Start of Data to process

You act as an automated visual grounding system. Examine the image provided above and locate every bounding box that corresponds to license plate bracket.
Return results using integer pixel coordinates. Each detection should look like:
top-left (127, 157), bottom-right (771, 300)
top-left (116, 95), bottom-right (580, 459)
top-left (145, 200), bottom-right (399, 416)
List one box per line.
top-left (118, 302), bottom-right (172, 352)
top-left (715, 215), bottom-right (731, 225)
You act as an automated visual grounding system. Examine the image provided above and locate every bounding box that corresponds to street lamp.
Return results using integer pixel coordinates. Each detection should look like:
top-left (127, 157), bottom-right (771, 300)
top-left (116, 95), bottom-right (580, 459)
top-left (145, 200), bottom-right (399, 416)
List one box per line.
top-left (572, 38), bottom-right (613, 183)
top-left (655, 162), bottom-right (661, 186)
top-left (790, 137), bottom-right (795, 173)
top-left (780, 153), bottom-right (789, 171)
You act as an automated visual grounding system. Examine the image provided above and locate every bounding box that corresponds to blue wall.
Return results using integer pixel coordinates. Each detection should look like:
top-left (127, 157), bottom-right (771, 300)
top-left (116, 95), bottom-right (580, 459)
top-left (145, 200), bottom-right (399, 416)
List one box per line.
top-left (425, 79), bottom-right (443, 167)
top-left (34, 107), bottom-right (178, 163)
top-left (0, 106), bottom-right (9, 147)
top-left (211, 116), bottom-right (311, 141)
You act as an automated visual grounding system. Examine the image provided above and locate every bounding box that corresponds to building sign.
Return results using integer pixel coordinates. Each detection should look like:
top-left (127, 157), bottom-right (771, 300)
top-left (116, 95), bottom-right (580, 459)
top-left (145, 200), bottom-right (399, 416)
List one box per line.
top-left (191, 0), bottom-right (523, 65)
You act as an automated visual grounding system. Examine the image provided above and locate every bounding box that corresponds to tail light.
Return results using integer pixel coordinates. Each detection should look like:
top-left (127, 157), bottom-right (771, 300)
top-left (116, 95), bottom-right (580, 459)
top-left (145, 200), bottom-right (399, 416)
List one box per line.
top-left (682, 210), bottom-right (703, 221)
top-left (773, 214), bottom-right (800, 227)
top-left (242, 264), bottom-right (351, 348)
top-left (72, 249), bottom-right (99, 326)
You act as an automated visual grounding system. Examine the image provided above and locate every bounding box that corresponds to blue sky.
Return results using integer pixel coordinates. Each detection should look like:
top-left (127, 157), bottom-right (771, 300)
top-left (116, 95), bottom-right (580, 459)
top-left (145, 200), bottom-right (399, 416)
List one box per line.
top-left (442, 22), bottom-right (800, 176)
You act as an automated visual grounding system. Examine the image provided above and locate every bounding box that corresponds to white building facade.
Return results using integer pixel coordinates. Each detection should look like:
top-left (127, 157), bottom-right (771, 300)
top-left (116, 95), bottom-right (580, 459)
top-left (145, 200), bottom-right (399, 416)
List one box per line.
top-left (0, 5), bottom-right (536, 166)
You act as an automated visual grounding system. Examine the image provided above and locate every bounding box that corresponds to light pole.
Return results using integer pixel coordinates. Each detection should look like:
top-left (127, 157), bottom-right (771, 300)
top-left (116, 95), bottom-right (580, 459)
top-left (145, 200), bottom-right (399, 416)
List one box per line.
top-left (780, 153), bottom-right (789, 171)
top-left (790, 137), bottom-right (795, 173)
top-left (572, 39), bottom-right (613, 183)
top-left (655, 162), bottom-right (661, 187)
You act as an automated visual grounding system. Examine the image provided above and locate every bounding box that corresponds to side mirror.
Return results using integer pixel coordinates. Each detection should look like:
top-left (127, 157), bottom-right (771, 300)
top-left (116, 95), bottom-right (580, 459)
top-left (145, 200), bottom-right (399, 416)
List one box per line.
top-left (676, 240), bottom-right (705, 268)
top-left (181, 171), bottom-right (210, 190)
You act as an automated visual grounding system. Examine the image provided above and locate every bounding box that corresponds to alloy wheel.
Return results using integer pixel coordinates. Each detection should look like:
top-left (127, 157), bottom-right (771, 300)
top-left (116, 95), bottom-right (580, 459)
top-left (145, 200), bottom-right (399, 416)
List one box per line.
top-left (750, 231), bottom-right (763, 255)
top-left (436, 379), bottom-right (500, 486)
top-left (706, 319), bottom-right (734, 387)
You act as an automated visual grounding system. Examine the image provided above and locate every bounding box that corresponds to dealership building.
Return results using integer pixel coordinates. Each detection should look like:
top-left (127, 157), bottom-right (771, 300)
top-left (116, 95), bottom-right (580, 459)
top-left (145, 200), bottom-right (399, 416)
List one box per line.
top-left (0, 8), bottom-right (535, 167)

End of Data to process

Problem to solve
Each record above is to be reproduced exactly, in full.

Solution to this problem
You act as an automated visual grounding system. Examine the image provided above and locate every bounding box that corresponds to license plate bracket.
Return results using integer pixel coordinates. Each detection should look like:
top-left (127, 157), bottom-right (771, 300)
top-left (116, 95), bottom-right (580, 459)
top-left (145, 200), bottom-right (399, 416)
List one box per line.
top-left (118, 302), bottom-right (172, 352)
top-left (715, 215), bottom-right (731, 225)
You act as an automated visual grounding system. Examine the image provided above and locate every bounding box that corresponds to street lamp.
Return results using integer pixel coordinates. Each detection should look like:
top-left (127, 157), bottom-right (771, 300)
top-left (116, 95), bottom-right (580, 459)
top-left (145, 200), bottom-right (399, 416)
List one box per line.
top-left (572, 38), bottom-right (613, 183)
top-left (655, 162), bottom-right (661, 186)
top-left (790, 137), bottom-right (795, 173)
top-left (780, 153), bottom-right (789, 171)
You act as an automated visual grounding system. Examine the image provided above and locate every bounding box that corresponds to blue wall.
Return results using integer pixel coordinates. Each detection should look like:
top-left (127, 157), bottom-right (771, 300)
top-left (116, 95), bottom-right (580, 459)
top-left (145, 200), bottom-right (399, 416)
List one box per line.
top-left (425, 79), bottom-right (443, 167)
top-left (34, 107), bottom-right (178, 163)
top-left (0, 106), bottom-right (9, 147)
top-left (211, 116), bottom-right (311, 141)
You act as an automated visual grounding system. Examine the image provided above and locate every bounding box that corresponds to building sign.
Return results using integer pixel coordinates. Each detection should look like:
top-left (127, 157), bottom-right (771, 300)
top-left (116, 95), bottom-right (580, 459)
top-left (145, 200), bottom-right (399, 416)
List one box per line.
top-left (191, 0), bottom-right (523, 65)
You act as an automated visual grounding system. Examine the image provided above and locate every bounding box that corresponds to tail light.
Return results using integer pixel coordinates. Each detection should look like:
top-left (127, 157), bottom-right (771, 300)
top-left (116, 95), bottom-right (580, 459)
top-left (145, 200), bottom-right (399, 416)
List one box per line.
top-left (682, 210), bottom-right (703, 221)
top-left (773, 214), bottom-right (800, 227)
top-left (242, 264), bottom-right (351, 348)
top-left (72, 249), bottom-right (99, 326)
You act as an automated visual grounding system. Examine the image provided above and locate every bounding box that corresponds to blue sky.
Return results using integer pixel coordinates. Each detection should look like:
top-left (127, 157), bottom-right (771, 300)
top-left (116, 95), bottom-right (580, 459)
top-left (145, 200), bottom-right (399, 416)
List one box per line.
top-left (442, 22), bottom-right (800, 176)
You act as an automated visual grounding system. Examine the image provided above and locate every bounding box that corresponds to white building facade.
Return results using integer pixel coordinates. Each detection should look like:
top-left (127, 157), bottom-right (771, 300)
top-left (116, 95), bottom-right (580, 459)
top-left (145, 200), bottom-right (399, 416)
List one box per line.
top-left (0, 5), bottom-right (536, 166)
You act as an automated visual grounding system. Examine the image provided above and locate every bounding box that corresponds to light pole.
Return results using integer pixel coordinates. Each detection should look like:
top-left (127, 157), bottom-right (771, 300)
top-left (116, 95), bottom-right (580, 459)
top-left (145, 200), bottom-right (399, 416)
List one box per line.
top-left (780, 153), bottom-right (789, 171)
top-left (790, 137), bottom-right (795, 173)
top-left (572, 39), bottom-right (613, 183)
top-left (655, 162), bottom-right (661, 187)
You act as an automated visual grounding system. Examine the image provided above and locate every bounding box that corresponds to side mirror.
Return results using integer pixel coordinates. Each detection should look like:
top-left (127, 157), bottom-right (771, 300)
top-left (116, 95), bottom-right (580, 459)
top-left (145, 200), bottom-right (399, 416)
List one box per line.
top-left (676, 240), bottom-right (705, 268)
top-left (181, 171), bottom-right (210, 190)
You act as an automated visual grounding system. Examine the image provided above and locate every bounding box that corresponds to alloy wheel.
Return results using integer pixel coordinates. Each detection should look like:
top-left (127, 157), bottom-right (771, 300)
top-left (116, 95), bottom-right (580, 459)
top-left (145, 200), bottom-right (399, 416)
List one box per line.
top-left (750, 231), bottom-right (763, 255)
top-left (436, 379), bottom-right (500, 486)
top-left (706, 319), bottom-right (734, 387)
You act as an automated visual grounding system. Examine the image provided above and locate every bounding box that corresponds to dealership building.
Return results using integer pixel coordinates. Each detection should look like:
top-left (127, 157), bottom-right (771, 300)
top-left (116, 95), bottom-right (580, 459)
top-left (145, 200), bottom-right (399, 416)
List one box per line.
top-left (0, 8), bottom-right (535, 167)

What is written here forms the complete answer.